QUOTED TEXT
────────────────

Also new in the 1.0 version are a series of tools that IBM says will make it easier to manage blockchain implementations. These include policies for administrators to set up blockchain networks, assign roles and levels of visibility, manage membership and enforce compliance.

IBM is also launching a Fabric Composer, which is a platform for making APIs that integrate with the hosted blockchain service. The idea is that IBM would host the secure, cloud-based infrastructure that blockchain implementations would run on.

Forrester Research Principal Analyst Martha Bennett says these are “significant” steps toward adding enterprise functionality to this technology, but “there are many steps that need to follow.”

Despite the significant amount of hype around blockchain, Gartner Research Director Rajesh Kandaswamy says the market is still in its earliest stages. “It’s a really interesting market because there is so much potential,” he says. “At the same time, there’s this disconnect between the work that’s in trials and proof of concept versus what is going on in production.”

Defining blockchain

Blockchain implementations have a handful of defining characteristics, Bennett says: It’s a write-once and append-only system (meaning records in the database cannot be changed, records can only be added to the ledger); it’s distributed and at least partially replicated in multiple locations; it’s crypto-secured through a public or private key infrastructure and it uses hashes.

The hash functionality is particularly important, Bennett notes. “Each individual transaction is hashed into the chain, and each block, which contains a bunch of transactions, is also hashed, which links it to the previous block,” she explains. “The moment anyone tries to change a transaction, everyone who has access to the chain would know immediately that it’s been tampered with because the hash wouldn’t match.”

────────────────

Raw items
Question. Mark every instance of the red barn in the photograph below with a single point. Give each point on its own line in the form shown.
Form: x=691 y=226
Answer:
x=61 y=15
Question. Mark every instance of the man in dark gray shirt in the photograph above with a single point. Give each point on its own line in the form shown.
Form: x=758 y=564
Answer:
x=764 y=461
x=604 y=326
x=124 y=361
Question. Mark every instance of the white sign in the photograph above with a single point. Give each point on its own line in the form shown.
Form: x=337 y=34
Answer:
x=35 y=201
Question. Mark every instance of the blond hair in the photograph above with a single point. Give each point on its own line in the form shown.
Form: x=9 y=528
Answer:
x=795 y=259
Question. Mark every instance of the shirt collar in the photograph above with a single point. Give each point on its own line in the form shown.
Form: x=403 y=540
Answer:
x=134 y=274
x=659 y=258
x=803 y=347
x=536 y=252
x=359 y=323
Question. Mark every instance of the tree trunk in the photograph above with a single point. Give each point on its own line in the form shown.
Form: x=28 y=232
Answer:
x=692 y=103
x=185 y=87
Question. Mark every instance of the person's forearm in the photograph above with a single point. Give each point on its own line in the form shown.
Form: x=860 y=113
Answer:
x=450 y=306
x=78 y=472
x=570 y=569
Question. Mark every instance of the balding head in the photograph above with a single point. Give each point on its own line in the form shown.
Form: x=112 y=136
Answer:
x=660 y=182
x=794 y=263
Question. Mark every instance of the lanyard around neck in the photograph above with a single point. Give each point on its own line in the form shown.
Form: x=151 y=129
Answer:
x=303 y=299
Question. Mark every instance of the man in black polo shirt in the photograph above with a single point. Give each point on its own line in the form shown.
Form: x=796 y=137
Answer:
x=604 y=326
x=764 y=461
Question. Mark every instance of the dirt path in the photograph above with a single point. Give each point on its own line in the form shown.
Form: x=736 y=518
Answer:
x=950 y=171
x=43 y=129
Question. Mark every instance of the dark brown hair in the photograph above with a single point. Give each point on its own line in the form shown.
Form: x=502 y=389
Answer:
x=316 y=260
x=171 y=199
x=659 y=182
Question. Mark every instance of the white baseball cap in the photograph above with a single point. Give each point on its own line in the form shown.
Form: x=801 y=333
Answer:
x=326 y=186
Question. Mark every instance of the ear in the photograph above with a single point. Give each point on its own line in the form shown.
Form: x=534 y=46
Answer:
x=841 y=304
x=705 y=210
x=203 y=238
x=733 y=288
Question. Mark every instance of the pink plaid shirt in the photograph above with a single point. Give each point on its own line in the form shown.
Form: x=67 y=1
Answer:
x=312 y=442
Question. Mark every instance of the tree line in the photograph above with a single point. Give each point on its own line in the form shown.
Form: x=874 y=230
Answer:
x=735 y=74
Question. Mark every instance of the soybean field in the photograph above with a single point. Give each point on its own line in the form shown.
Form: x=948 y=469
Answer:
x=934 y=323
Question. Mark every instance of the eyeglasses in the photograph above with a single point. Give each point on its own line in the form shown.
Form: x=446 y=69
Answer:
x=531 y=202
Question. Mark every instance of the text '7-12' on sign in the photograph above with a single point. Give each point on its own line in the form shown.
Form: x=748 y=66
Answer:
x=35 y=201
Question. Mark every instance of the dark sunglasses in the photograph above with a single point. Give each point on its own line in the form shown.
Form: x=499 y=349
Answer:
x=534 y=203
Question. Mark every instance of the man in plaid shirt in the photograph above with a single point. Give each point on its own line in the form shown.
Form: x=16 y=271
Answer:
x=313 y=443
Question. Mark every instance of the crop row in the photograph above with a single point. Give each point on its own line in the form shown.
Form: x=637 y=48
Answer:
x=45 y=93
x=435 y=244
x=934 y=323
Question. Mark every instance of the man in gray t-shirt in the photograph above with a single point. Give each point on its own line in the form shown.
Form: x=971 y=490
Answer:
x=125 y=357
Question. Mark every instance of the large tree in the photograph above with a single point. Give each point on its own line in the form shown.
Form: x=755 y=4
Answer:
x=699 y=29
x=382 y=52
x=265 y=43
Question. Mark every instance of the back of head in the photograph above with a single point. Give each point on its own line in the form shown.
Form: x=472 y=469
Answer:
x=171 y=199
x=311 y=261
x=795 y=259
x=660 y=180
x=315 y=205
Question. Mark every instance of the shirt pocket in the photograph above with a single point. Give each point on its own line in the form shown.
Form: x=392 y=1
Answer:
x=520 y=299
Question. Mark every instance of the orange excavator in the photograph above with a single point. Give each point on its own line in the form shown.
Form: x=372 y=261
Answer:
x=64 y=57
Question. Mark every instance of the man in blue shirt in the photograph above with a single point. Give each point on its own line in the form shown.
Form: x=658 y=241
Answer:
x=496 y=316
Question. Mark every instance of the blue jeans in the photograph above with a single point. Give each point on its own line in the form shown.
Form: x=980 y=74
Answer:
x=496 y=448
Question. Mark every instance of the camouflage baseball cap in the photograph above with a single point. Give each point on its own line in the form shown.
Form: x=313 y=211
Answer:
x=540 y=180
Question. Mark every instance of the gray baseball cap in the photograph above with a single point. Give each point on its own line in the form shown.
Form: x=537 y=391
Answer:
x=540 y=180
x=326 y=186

────────────────

DIRECTIONS
a – Decide whether each statement agrees with the blockchain article. For each, answer yes or no and quote the deciding words.
(i) Fabric Composer is a platform for making APIs that integrate with the hosted blockchain service.
(ii) Kandaswamy describes the blockchain market as mature.
(iii) Records in a blockchain database can be changed after they are written.
b – In the blockchain article, what does Bennett say each block contains?
c – Write the next part of the blockchain article, starting after its last sentence.
The items have no connection to the blockchain article.

ANSWERS FOR THIS EXERCISE
a –
(i) Yes: "a platform for making APIs that integrate with the hosted blockchain service"
(ii) No: "the market is still in its earliest stages"
(iii) No: "records in the database cannot be changed, records can only be added to the ledger"

b – A bunch of transactions.

c –
This creates a platform where multiple parties can share data, but all have proof that past records have not been changed. “It’s quite a remarkable platform, but it’s in the very, very early stages of maturity,” she says. The fact that IBM has commercialized the 1.0 version of Hyperledger fabric in Bluemix and introduced some management tools are good steps, she says.

Kandaswamy cites Gartner estimates that blockchain could produce $176 billion in business value-add by 2025. Most of the initial blockchain trails have been in the financial services industry, but he says use cases are expanding, especially in the area of supply chain management for retailers, manufacturers or any company that needs to track a product life cycle in a secure way with multiple parties.

IBM cites a customer in Beijing it’s been working with named Energy-Blockchain Labs, which created a carbon credit asset management system based on IBM’s blockchain offering. Other customers IBM cites include startup Everledger, Bank of Tokyo-Mitsubishi UFJ and Northern Trust.